──────── Excerpt provided ────────
How each drug affects the nervous system of insects depends upon the interaction of the chemical(s) with the body.
Here are some of the important drugs we use to get high and their effect on different insects:
Cannabinoids are the active chemical ingredients in cannabis.
Cannabis performs its action by stimulating cannabinoid receptors, also called CB (CB1 and CB2) receptors, in different brain areas.
The altered activity of these receptors produces different psychotropic effects such as:
- Increased sensation and awareness
- Altered conscious activity
Although the cannabinoid receptors are present in invertebrates of lower phyla such as Hydra, they are absent in insects.
So insects can’t get high on marijuana cannabis.
There’s a story about a boy who was watching a moth while smoking a joint and the moth hanging on its legs due to the effect of cannabis smoke.
That’s not so convincing.
The effect on moth may have been caused by carbon monoxide or dioxide or decreased oxygen. But, on the other hand, the viewer was high on drugs too.
Amphetamine is a well-known nerve stimulant in humans. Its effect on different insects has been studied, and the following points are worth noting:
- Significantly increased the locomotor activity of cockroaches and produced a state of hyperexcitability when given at a dose of less than 0.42mg/cockroach.
- Increased the frequency of web building and miss-shaped webs by spiders.
- Increased activity and explorative behavior in crayfish (a crustacean).
- No proven affect on the nerve activity of ants.
- Cocaine and amphetamine increased the rate of fly development.
In light of the evidence above, insects can get high with amphetamine.
MDMA or Ecstasy
God only knows if insects go dancing clubs, too.
What would that be like?
Music is playing, lights are flickering, and insects are having a party:
- Ants are dancing.
- A group of wasps is smoking weed on one side of the table.
- The cockroach is the DJ.
- Small moths are waiters serving the drinks, and everyone is high.
Ecstasy produces its effect by increasing serotonin, a neurotransmitter normally produced in the human nervous system and is associated with well-being and happiness.
MDMA has not been tested much on insects, but serotonin receptors are present in insects; therefore, the MDMA will, hypothetically, create a state of happy activeness in insects.
This strong nerve stimulant produces euphoria and well-being in humans, but it may prove toxic to insects.
According to one study, the coca plant has fewer pests because cocaine is a strong stimulant of octopaminergic neurotransmitters and enhances their activity.
──────── Source information ────────
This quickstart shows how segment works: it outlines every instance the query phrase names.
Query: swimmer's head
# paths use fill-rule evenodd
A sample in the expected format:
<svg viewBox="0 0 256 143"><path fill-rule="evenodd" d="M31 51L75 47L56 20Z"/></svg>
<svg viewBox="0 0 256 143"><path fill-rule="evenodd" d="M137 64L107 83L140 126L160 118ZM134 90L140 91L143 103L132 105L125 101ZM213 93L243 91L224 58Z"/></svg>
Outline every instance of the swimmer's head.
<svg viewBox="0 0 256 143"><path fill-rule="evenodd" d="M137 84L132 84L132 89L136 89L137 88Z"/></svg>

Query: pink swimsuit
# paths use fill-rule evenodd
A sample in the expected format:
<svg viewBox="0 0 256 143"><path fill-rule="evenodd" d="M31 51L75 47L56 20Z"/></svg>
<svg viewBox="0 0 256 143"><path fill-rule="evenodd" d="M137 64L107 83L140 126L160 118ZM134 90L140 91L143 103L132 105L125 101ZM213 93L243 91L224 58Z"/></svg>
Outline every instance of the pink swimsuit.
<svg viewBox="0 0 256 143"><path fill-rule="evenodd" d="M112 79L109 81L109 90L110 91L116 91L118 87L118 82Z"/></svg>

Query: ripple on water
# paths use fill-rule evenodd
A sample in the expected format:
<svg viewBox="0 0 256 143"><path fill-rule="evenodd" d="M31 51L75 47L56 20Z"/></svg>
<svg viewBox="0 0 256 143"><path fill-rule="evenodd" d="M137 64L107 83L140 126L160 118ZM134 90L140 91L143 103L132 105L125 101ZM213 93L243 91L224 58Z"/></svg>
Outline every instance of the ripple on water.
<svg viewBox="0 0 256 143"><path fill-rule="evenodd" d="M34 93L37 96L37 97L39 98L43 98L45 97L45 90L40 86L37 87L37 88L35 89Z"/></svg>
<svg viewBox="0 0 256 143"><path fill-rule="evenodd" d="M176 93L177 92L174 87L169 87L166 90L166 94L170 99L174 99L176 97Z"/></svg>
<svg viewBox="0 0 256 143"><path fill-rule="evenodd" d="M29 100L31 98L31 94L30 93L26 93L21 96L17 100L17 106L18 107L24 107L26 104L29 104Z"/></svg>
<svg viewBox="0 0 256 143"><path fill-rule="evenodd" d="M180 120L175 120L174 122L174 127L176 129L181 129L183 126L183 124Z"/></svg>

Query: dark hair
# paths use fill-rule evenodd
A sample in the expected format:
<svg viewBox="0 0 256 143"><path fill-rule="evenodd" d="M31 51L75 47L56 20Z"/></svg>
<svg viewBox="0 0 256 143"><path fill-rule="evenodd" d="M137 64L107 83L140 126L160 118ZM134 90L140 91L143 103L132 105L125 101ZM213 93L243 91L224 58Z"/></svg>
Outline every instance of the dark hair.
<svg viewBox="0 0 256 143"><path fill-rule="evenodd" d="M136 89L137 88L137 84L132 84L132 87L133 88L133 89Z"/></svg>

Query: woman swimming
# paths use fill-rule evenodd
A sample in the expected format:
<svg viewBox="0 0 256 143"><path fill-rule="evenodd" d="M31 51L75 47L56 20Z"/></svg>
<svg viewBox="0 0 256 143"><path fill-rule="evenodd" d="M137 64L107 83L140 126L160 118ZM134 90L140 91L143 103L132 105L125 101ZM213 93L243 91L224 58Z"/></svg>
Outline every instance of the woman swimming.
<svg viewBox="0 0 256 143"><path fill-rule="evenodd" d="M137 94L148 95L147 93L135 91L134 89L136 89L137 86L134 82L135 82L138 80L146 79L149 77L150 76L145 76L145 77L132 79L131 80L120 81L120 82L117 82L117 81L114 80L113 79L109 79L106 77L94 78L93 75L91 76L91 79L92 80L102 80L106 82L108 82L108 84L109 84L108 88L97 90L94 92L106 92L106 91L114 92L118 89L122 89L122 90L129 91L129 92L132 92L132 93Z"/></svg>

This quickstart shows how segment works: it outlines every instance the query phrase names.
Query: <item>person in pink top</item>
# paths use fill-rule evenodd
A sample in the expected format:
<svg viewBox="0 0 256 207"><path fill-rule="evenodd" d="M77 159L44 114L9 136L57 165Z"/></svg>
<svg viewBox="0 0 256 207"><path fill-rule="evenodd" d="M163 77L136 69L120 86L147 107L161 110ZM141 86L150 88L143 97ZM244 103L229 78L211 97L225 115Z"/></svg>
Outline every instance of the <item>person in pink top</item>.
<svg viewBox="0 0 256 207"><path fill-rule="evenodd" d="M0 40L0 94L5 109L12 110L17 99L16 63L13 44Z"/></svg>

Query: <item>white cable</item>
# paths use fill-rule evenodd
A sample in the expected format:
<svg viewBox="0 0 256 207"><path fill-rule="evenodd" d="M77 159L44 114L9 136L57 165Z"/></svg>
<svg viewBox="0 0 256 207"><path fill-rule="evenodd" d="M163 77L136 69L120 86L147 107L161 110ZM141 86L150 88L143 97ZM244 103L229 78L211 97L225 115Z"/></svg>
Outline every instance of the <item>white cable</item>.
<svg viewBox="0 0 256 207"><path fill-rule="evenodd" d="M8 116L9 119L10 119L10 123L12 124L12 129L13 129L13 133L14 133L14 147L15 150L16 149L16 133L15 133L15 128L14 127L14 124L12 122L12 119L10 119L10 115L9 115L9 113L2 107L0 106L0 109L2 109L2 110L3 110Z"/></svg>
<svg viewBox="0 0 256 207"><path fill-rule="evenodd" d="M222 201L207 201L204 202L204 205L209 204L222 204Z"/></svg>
────────
**Tasks to carry out:**
1. Can you rewrite the paragraph beginning "MDMA has not been tested much on insects" from the excerpt on insects and drugs as a short list, keeping its main facts?
2. Continue the excerpt on insects and drugs, picking up after its last sentence.

**Solved problems:**
1.
- MDMA has not been tested much on insects.
- Insects do have serotonin receptors.
- So MDMA would, in theory, make insects happily active.

2.
Also, cocaine has a detrimental effect on the life cycle of some insects by speeding up or slowing down the developmental process.
In an interesting study, cockroaches were tested for their ability to detect cocaine and other narcotics, and initial trials were successful.
So, insects are affected by cocaine but don’t get high on it.
Lysergic Acid Diethylamide (LSD)
LSD also acts on serotonin receptors. These receptors are abundant in insects.
In a study, LSD facilitated the learning behavior of cockroaches. But at higher doses, it proved toxic for insects.
Bugs kept on LSD also showed abnormal behavior.
LSD also affects the web building efficacy of spiders.
Another study shows that LSD decreases the foraging and food-sharing activity of ants.
Many humans acting as clowns after drinking ethanol, and drunken insects behave a lot like humans.
There is no doubt that insects are attracted to alcohol.
Mosquitoes visit and bite drunken people more than sober ones.
In one study, flies got addicted to alcohol. This may be due to the sweet smell of ethanol.
Even so, flies kept coming back and intoxicated themselves to the higher level after a brief period of deprivation.
Honey bees can also get drunk, which disrupts the social behavior of the hive.
Caffeine was one of the highest influencers on spider’s web-building efficacy in various experiments.
Caffeine causes hyperactivity in the tobacco hornworm larvae and killed them at higher doses.
Other insects, such as beetles, were proved to be unaffected.
Can Insects get addicted?
In an experiment, ants were tested for addiction to morphine. It was proven that ants that were fed sugar laced with morphine preferred morphine when fed it alone, even though morphine alone had no nutritional value.